== Goal ==
Copy every one of the items below word for word, but leave the pictures out of your answer.

[Labeled outline entries]
━━━
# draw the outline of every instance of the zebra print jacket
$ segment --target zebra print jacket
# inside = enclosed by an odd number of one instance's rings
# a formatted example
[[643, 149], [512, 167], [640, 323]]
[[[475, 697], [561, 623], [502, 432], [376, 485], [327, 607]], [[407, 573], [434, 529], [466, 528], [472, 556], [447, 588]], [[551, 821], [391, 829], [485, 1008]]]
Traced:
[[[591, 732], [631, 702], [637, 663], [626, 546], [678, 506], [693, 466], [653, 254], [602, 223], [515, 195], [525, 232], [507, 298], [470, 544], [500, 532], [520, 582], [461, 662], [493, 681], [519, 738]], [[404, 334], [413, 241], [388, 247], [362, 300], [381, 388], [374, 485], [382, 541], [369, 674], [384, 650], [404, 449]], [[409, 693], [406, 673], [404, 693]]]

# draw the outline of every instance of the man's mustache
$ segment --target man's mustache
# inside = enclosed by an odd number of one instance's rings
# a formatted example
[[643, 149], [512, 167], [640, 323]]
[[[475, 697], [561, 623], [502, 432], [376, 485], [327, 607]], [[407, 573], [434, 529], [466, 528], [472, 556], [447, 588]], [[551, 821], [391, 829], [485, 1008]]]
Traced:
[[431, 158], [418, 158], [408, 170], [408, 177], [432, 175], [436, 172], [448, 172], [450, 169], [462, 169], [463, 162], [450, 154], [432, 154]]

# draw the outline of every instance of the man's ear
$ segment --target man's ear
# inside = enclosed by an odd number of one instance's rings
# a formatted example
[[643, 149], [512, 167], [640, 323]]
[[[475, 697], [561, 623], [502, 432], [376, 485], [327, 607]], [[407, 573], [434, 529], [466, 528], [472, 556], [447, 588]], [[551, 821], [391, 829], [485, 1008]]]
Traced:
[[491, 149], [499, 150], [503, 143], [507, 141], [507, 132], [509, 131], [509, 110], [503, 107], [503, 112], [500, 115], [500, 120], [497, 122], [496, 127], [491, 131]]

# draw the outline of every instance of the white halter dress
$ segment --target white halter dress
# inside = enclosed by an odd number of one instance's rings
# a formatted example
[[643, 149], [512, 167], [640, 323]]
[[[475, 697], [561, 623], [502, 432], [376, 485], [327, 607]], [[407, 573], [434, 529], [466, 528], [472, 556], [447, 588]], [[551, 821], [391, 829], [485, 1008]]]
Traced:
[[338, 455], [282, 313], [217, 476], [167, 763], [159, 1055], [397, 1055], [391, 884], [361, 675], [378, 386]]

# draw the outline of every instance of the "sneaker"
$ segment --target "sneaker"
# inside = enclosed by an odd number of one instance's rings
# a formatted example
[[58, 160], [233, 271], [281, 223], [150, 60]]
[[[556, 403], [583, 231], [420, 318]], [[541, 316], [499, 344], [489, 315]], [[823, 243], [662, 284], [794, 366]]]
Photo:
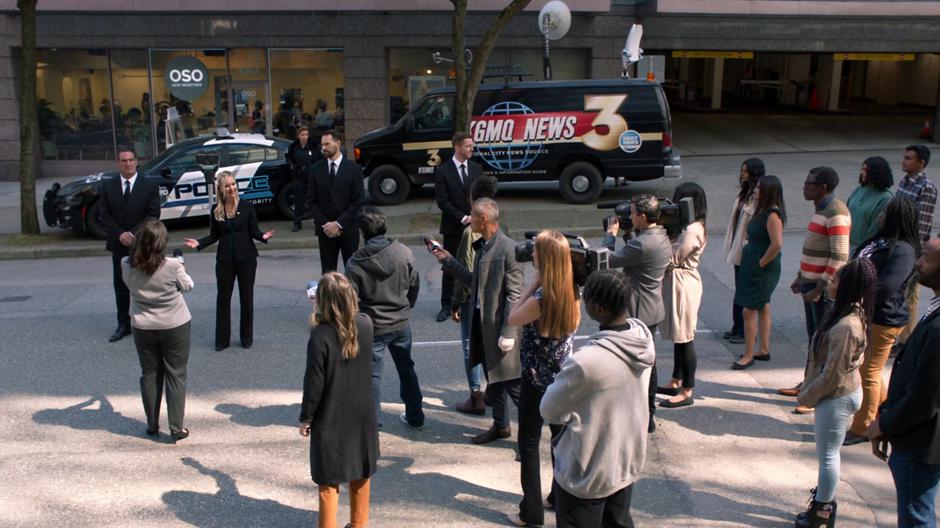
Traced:
[[421, 429], [421, 427], [424, 426], [424, 422], [421, 422], [421, 423], [417, 423], [417, 424], [416, 424], [416, 423], [414, 423], [414, 422], [408, 421], [408, 418], [405, 416], [405, 413], [399, 414], [399, 415], [398, 415], [398, 419], [401, 420], [401, 423], [403, 423], [403, 424], [405, 424], [405, 425], [408, 425], [408, 426], [410, 426], [410, 427], [412, 427], [412, 428], [414, 428], [414, 429]]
━━━
== Response to this task ==
# draw the outline of every instance of the zebra print jacket
$ segment --target zebra print jacket
# inside = enclosed by an odd number of one instance's rings
# a formatted example
[[643, 149], [512, 167], [640, 323]]
[[[475, 697], [561, 623], [502, 432], [376, 485], [327, 607]], [[407, 573], [434, 529], [466, 528], [472, 556], [447, 588]], [[551, 821], [391, 829], [485, 1008]]]
Traced:
[[[591, 732], [631, 702], [637, 663], [626, 546], [678, 506], [693, 466], [653, 254], [602, 223], [515, 195], [525, 232], [507, 298], [470, 544], [500, 532], [520, 582], [461, 662], [493, 681], [519, 738]], [[404, 334], [413, 241], [388, 247], [362, 300], [381, 388], [374, 485], [382, 541], [369, 674], [384, 650], [404, 449]], [[409, 693], [406, 673], [404, 693]]]

# draw the outline of every instance of the man's mustache
$ segment --target man's mustache
# inside = enclosed by an odd number of one instance's rings
# a formatted example
[[643, 149], [512, 167], [640, 323]]
[[[475, 697], [561, 623], [502, 432], [376, 485], [327, 607]], [[407, 573], [434, 529], [466, 528], [472, 556], [447, 588]], [[551, 821], [391, 829], [485, 1008]]]
Traced:
[[431, 158], [418, 158], [408, 170], [408, 177], [432, 175], [436, 172], [448, 172], [450, 169], [462, 169], [463, 162], [450, 154], [432, 154]]

# draw the outline of every instance of the man's ear
$ segment --target man's ear
# inside = enclosed by an odd number of one instance's rings
# a formatted example
[[643, 149], [512, 167], [640, 323]]
[[[475, 697], [561, 623], [502, 432], [376, 485], [327, 607]], [[407, 573], [434, 529], [466, 528], [472, 556], [447, 588]], [[551, 821], [391, 829], [485, 1008]]]
Traced:
[[491, 149], [499, 150], [503, 143], [507, 141], [507, 132], [509, 131], [509, 110], [503, 107], [503, 112], [500, 115], [500, 120], [497, 122], [496, 127], [491, 131]]

# draw the outline of every instance of the white halter dress
$ segment --target white halter dress
# inside = enclosed by an odd number of one instance's rings
# a formatted example
[[643, 149], [512, 167], [640, 323]]
[[[475, 697], [561, 623], [502, 432], [376, 485], [327, 607]], [[407, 573], [434, 529], [466, 528], [472, 556], [447, 588]], [[551, 821], [391, 829], [485, 1008]]]
Traced:
[[338, 455], [282, 313], [217, 476], [167, 763], [159, 1055], [397, 1055], [391, 884], [361, 675], [378, 386]]

# draw the outline of every instance of the "sneaker"
$ segment --target "sneaker"
# inside = enclosed by an odd number of one instance's rings
# a formatted example
[[58, 160], [233, 271], [281, 223], [150, 60]]
[[[556, 403], [583, 231], [420, 318]], [[541, 316], [499, 344], [489, 315]], [[823, 243], [662, 284], [794, 366]]]
Photo:
Traced:
[[421, 429], [421, 427], [424, 426], [424, 422], [421, 422], [421, 423], [417, 423], [417, 424], [416, 424], [416, 423], [414, 423], [414, 422], [408, 421], [408, 418], [405, 416], [405, 413], [399, 414], [399, 415], [398, 415], [398, 419], [401, 420], [401, 423], [403, 423], [403, 424], [405, 424], [405, 425], [408, 425], [408, 426], [410, 426], [410, 427], [412, 427], [412, 428], [414, 428], [414, 429]]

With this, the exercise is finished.